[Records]
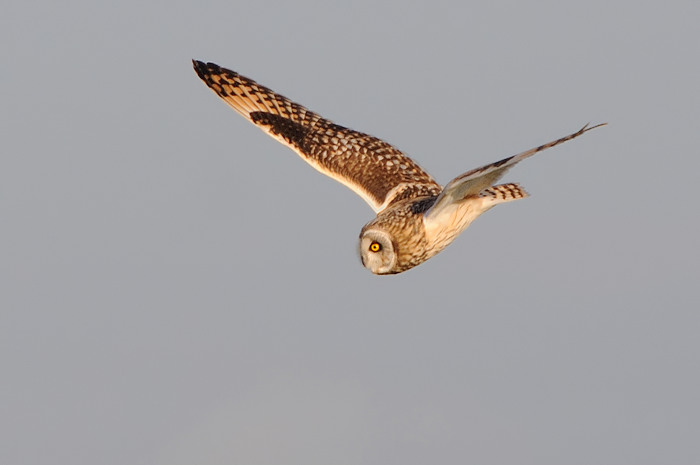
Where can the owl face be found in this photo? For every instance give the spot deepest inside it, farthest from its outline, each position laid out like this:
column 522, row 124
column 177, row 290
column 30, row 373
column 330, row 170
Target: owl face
column 377, row 251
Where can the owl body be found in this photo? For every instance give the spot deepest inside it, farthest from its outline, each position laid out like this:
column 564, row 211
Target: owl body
column 416, row 217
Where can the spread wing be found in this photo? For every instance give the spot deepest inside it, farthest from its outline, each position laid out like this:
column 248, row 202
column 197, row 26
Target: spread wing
column 375, row 170
column 473, row 182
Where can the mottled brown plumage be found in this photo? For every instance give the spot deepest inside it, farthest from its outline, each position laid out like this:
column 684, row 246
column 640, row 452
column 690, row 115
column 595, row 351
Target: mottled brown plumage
column 416, row 217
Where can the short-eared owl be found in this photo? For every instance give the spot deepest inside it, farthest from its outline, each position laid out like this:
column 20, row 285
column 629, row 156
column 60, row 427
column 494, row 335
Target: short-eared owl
column 416, row 217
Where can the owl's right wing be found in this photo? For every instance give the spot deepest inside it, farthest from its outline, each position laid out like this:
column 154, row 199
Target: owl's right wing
column 372, row 168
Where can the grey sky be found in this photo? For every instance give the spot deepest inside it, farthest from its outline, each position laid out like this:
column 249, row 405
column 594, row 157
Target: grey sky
column 178, row 288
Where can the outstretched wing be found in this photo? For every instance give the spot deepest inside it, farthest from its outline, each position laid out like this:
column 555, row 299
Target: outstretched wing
column 375, row 170
column 473, row 182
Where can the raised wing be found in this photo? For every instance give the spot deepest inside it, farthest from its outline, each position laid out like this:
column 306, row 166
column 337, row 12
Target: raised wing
column 375, row 170
column 473, row 182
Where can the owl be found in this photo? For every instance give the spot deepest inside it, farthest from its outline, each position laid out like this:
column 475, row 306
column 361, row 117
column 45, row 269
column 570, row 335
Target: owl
column 416, row 216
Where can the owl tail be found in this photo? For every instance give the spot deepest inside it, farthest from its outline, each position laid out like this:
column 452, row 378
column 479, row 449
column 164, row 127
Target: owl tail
column 502, row 193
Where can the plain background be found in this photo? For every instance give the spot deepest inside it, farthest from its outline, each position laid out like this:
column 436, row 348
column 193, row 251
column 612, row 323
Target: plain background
column 178, row 288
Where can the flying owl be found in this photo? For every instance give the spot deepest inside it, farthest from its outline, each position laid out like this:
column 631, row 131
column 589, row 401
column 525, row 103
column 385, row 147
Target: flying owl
column 416, row 216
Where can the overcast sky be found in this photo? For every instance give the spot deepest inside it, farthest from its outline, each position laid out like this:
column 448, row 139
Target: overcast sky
column 177, row 288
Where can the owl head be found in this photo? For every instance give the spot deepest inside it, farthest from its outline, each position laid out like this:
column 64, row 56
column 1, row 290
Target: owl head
column 378, row 251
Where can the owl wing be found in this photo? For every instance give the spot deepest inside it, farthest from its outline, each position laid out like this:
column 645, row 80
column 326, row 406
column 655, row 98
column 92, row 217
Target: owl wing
column 375, row 170
column 473, row 182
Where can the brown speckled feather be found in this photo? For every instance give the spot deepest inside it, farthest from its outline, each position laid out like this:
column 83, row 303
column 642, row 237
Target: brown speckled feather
column 375, row 170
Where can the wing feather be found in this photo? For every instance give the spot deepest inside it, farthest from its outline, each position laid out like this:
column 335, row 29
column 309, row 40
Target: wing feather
column 474, row 181
column 377, row 171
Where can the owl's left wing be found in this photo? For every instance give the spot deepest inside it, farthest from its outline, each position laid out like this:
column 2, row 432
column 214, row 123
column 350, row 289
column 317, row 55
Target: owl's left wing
column 473, row 182
column 372, row 168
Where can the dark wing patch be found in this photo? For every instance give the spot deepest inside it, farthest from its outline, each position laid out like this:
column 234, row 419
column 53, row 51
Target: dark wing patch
column 377, row 171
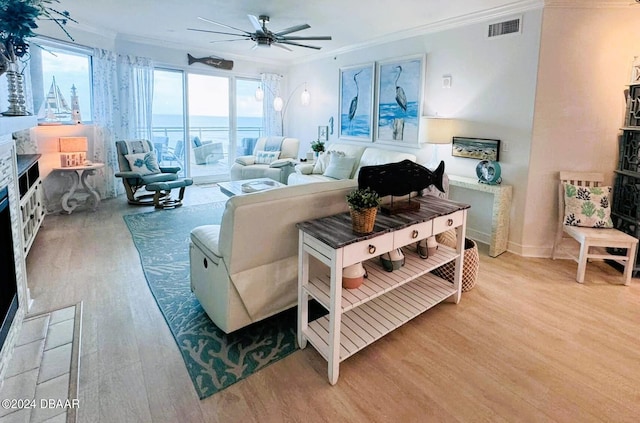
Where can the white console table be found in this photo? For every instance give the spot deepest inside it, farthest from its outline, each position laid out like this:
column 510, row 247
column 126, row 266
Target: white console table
column 78, row 176
column 502, row 195
column 386, row 300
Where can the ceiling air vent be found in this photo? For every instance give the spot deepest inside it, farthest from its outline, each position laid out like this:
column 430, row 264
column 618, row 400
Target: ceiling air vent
column 503, row 28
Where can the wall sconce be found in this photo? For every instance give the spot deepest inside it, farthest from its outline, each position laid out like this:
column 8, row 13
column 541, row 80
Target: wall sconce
column 279, row 105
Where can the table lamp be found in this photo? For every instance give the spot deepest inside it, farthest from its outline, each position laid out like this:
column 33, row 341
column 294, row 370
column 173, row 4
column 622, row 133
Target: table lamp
column 436, row 130
column 73, row 151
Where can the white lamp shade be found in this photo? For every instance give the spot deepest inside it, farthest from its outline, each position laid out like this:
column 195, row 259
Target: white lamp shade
column 436, row 130
column 73, row 144
column 259, row 94
column 305, row 97
column 278, row 103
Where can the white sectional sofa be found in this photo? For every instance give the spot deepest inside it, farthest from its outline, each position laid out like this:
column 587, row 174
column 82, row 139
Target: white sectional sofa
column 246, row 268
column 364, row 156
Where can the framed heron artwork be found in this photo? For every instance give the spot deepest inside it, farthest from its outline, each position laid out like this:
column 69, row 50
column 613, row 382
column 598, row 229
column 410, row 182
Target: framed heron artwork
column 356, row 102
column 399, row 95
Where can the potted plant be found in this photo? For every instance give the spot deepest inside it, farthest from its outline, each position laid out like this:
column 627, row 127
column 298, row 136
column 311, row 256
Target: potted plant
column 18, row 22
column 363, row 206
column 317, row 146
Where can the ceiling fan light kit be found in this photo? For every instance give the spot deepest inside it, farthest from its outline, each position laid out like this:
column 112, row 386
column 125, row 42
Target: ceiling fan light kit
column 263, row 37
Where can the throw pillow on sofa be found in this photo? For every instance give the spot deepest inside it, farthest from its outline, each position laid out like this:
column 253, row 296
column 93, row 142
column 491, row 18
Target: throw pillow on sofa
column 266, row 157
column 340, row 167
column 587, row 206
column 323, row 160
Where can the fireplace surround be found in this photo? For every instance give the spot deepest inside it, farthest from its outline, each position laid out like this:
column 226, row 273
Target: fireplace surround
column 13, row 308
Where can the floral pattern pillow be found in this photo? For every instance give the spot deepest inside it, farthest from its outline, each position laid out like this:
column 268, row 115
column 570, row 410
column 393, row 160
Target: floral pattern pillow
column 587, row 206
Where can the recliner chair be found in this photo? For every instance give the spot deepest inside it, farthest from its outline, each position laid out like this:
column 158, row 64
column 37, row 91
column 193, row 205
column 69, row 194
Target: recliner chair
column 278, row 169
column 149, row 171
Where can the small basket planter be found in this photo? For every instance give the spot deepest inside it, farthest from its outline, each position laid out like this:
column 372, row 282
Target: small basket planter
column 363, row 206
column 470, row 267
column 363, row 220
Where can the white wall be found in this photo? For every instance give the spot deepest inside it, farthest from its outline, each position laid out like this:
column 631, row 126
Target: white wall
column 585, row 62
column 493, row 95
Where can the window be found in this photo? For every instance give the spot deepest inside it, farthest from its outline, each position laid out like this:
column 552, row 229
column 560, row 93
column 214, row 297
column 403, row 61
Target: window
column 61, row 81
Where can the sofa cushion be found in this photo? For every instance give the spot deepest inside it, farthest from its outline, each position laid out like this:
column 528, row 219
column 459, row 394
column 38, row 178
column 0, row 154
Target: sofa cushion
column 206, row 239
column 246, row 160
column 340, row 167
column 267, row 157
column 143, row 163
column 300, row 179
column 322, row 161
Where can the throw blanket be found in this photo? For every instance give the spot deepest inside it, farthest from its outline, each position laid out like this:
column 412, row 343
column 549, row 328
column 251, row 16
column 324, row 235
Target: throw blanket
column 273, row 144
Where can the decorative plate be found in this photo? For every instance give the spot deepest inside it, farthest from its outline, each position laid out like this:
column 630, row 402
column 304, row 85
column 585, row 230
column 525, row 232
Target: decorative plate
column 489, row 172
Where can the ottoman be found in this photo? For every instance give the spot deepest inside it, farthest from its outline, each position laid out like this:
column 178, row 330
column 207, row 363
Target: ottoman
column 162, row 197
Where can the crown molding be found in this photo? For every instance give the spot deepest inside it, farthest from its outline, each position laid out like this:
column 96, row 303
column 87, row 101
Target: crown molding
column 589, row 4
column 445, row 24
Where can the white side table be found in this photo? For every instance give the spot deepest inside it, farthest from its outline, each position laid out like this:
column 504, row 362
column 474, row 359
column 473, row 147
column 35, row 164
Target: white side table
column 78, row 176
column 502, row 195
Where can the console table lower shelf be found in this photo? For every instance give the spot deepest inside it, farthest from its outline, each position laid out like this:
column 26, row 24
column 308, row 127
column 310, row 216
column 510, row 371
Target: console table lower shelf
column 386, row 300
column 371, row 321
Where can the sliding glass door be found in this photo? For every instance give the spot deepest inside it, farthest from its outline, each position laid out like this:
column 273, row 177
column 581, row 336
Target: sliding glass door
column 221, row 121
column 167, row 119
column 248, row 116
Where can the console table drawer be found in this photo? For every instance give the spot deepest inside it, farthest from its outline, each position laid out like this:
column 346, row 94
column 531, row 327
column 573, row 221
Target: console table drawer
column 412, row 234
column 364, row 250
column 450, row 221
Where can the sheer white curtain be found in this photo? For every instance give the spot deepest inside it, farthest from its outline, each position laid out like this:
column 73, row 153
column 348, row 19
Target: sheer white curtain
column 122, row 99
column 271, row 119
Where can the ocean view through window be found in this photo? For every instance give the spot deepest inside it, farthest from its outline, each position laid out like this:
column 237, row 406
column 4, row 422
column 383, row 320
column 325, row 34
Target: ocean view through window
column 222, row 115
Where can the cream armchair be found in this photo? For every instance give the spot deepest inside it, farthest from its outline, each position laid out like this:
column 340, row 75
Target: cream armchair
column 265, row 163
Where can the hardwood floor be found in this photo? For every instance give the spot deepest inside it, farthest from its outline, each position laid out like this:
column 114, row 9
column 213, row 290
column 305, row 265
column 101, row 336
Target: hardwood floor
column 528, row 343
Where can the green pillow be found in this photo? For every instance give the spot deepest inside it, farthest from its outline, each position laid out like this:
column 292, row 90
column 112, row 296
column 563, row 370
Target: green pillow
column 587, row 206
column 340, row 167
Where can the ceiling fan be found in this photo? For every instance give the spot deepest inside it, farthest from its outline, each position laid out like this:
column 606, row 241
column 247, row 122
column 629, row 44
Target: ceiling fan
column 264, row 37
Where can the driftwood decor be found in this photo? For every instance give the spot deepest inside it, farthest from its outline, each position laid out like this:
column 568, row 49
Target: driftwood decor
column 400, row 179
column 214, row 62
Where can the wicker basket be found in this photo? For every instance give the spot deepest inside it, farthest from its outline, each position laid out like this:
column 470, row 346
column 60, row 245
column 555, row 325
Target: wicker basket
column 363, row 220
column 471, row 264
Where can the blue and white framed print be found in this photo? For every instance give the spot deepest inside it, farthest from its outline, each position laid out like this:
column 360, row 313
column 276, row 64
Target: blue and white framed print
column 356, row 102
column 399, row 100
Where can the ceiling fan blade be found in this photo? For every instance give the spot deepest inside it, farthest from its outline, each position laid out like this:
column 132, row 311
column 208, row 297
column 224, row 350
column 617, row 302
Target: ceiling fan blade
column 224, row 41
column 256, row 24
column 218, row 32
column 223, row 25
column 293, row 29
column 298, row 44
column 276, row 44
column 317, row 38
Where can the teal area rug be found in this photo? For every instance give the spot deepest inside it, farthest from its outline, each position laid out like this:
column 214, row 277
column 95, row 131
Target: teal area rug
column 214, row 359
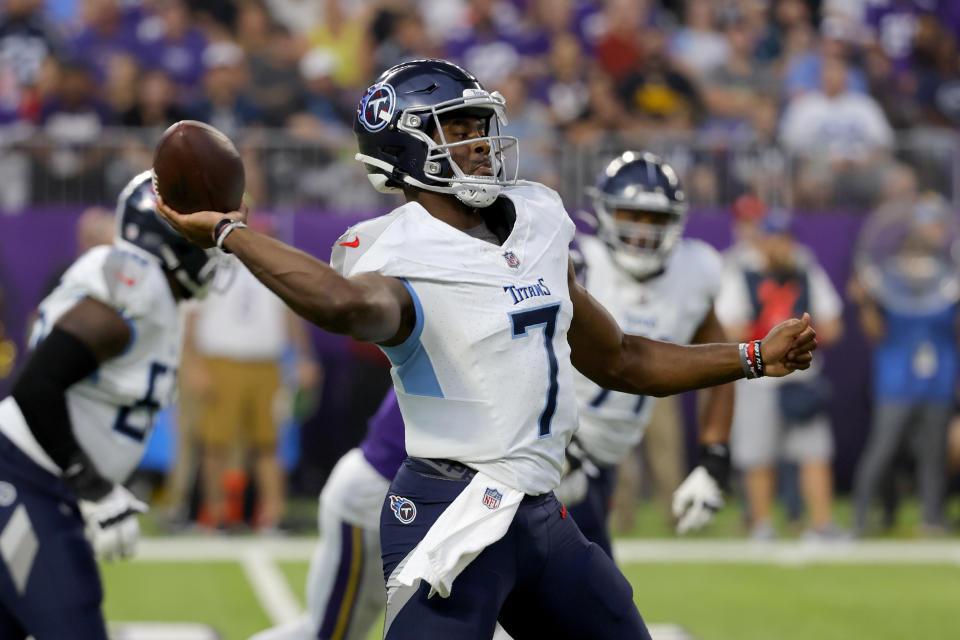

## Problem to solve:
Convert the lines from the one containing "Where can the driftwood" through the one containing "column 317, row 38", both included, into a JSON list of strings with one string per line, leaving out blank lines.

## Task output:
[
  "Where can the driftwood decor be found in this photo? For every instance give the spot deepest inside it, farthest from its outline, each position laid out like this:",
  "column 568, row 49",
  "Target: driftwood decor",
  "column 400, row 179",
  "column 214, row 62",
  "Where can the wicker basket be found in this photo? For every instance give the spot deepest inside it, farthest from its outline, each position laid out like this:",
  "column 470, row 346",
  "column 60, row 245",
  "column 555, row 325",
  "Target: wicker basket",
  "column 363, row 220",
  "column 471, row 264",
  "Where can the blue and white framed print be found in this photo? For every instance give the spot deepest inside it, farthest from its outline, each position laid out like this:",
  "column 360, row 313",
  "column 276, row 64",
  "Target: blue and white framed print",
  "column 356, row 102",
  "column 399, row 100",
  "Where can the ceiling fan blade be found in this photo? For every instance give the spot deepest inside it, farthest from its outline, each position laid out like this:",
  "column 132, row 311",
  "column 208, row 297",
  "column 224, row 350",
  "column 617, row 302",
  "Target: ceiling fan blade",
  "column 224, row 41",
  "column 256, row 24",
  "column 218, row 32",
  "column 223, row 25",
  "column 293, row 29",
  "column 298, row 44",
  "column 276, row 44",
  "column 317, row 38"
]